■ Extrait de page ■
En 1858, Louis Fleury, rédacteur en chef du Progrès : Journal des sciences et de la profession médicales, lance sous le pseudonyme, Dr. Periergopoulos, une attaque particulièrement virulente contre le Secrétaire Perpétuel de l'Académie des Sciences, Pierre Flourens(1794-1867). Son Eloge satirique de Flourens est relayé et débattu par des journalistes scientifiques tels que Victor Meunier (L'Ami des Sciences) et l'Abbé Moigno (Cosmos). Ces publications rendent alors explicites les multiples enjeux scientifiques et culturels que revêtait la physiologie pour la France au milieu du xixe siècle et, plus largement les considérations morales mobilisées dans l'évaluation du travail scientifique. La médiation culturelle mise en œuvre par ces journalistes avait la particularité d'être en même temps une forme de revendication concurrente de la « vérité » dans une société aux prises avec la censure, d'un côté, et la « réclame », de l'autre.

■ Enregistrements fournis ■

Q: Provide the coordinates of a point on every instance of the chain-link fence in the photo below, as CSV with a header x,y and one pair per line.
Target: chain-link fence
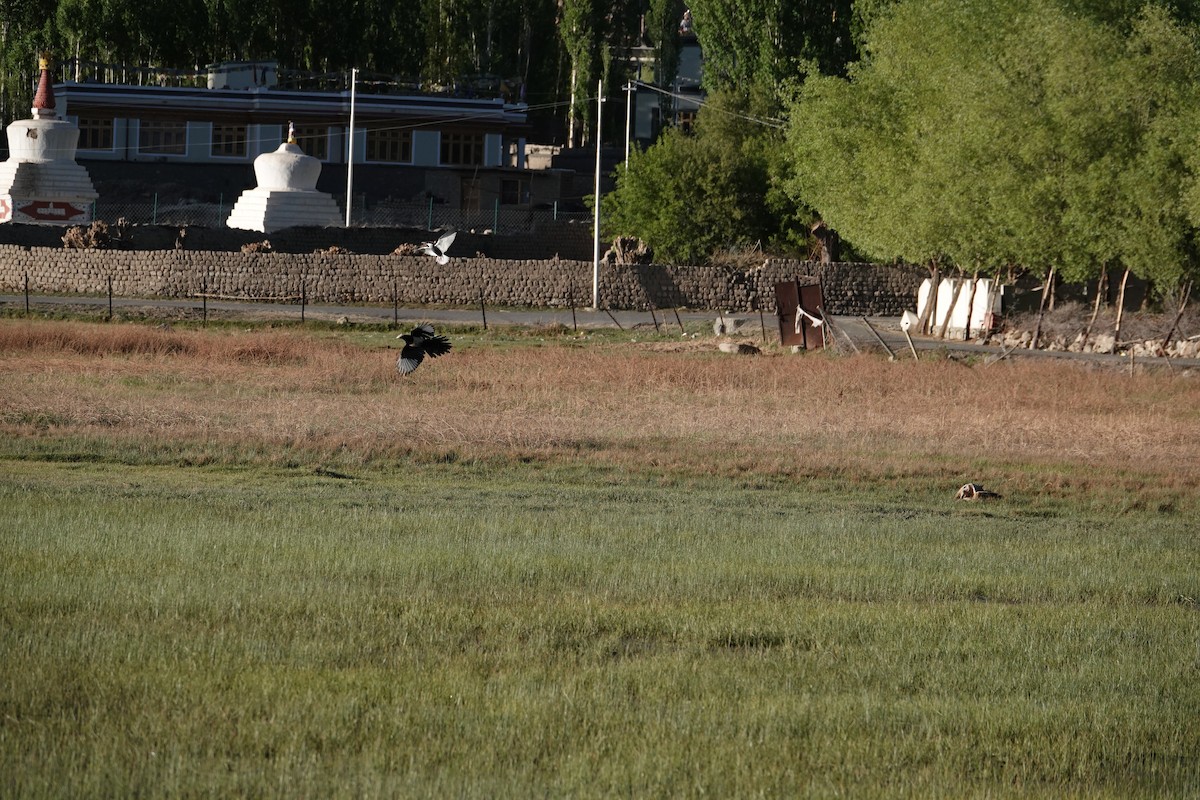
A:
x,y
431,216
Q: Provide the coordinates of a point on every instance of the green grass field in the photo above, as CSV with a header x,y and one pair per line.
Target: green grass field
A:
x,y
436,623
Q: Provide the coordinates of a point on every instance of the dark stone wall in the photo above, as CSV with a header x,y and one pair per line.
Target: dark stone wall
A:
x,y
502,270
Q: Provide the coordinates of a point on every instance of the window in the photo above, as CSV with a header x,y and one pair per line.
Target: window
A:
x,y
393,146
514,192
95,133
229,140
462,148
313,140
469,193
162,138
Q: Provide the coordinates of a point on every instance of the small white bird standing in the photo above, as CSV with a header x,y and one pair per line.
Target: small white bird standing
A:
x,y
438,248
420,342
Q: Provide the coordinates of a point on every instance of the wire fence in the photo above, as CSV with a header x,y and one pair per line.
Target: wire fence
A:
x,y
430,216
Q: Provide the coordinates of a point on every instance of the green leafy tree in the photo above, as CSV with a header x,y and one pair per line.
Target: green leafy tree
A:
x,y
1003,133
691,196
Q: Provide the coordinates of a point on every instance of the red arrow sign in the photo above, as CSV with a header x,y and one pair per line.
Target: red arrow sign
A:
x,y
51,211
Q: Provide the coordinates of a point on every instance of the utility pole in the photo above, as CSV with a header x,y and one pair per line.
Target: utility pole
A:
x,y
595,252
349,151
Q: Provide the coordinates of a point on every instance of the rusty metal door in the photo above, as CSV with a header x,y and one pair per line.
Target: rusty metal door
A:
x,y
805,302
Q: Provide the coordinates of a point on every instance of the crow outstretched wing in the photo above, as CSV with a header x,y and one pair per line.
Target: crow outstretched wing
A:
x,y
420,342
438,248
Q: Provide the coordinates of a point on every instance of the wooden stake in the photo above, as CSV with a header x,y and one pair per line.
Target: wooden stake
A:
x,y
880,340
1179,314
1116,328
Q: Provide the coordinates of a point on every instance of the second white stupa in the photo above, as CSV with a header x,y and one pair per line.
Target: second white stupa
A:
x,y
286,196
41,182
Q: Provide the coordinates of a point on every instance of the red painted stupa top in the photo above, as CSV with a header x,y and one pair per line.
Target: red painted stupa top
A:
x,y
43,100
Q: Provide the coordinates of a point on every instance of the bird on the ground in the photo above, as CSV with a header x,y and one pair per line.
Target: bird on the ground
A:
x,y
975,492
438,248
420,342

■ Consignes des exercices ■
(A) D'après l'extrait de page, sous quel pseudonyme Louis Fleury lance-t-il son attaque contre Pierre Flourens ?
(B) Poursuivez le texte sur l'attaque de Louis Fleury contre Flourens à partir de sa dernière phrase.

■ Réponses attendues ■
(A) Sous le pseudonyme de Dr. Periergopoulos.

(B)
Alors que le statut d'écrivain scientifique s'est professionnalisé lors de la première période du Second Empire, des journalistes spécialisés en sciences ne pouvaient que s'indigner des tentatives du Secrétaire Perpétuel de l'Académie pour toucher « directement » un large public avec ses propres livres de vulgarisation, comme De la longévité humaine et de la quantité de vie sur le globe (1854) ou De la vie et de l'intelligence (1858). Le fait que, par leur formation, des journalistes médicaux et scientifiques fussent à même de critiquer non seulement la forme (le style) des publications de Flourens, mais aussi leur fondements scientifiques, fait de leurs articles des sources essentielles pour comprendre des débats relativement étouffés dans/par les Académies, mais où un large public de lecteurs se trouvait néanmoins convié par l'intermédiaire des journaux. On y décèle une critique complexe d'un système qui se célébrait comme méritocratique, mais qui souffrait paradoxalement de l'étanchéité des cercles de pouvoir.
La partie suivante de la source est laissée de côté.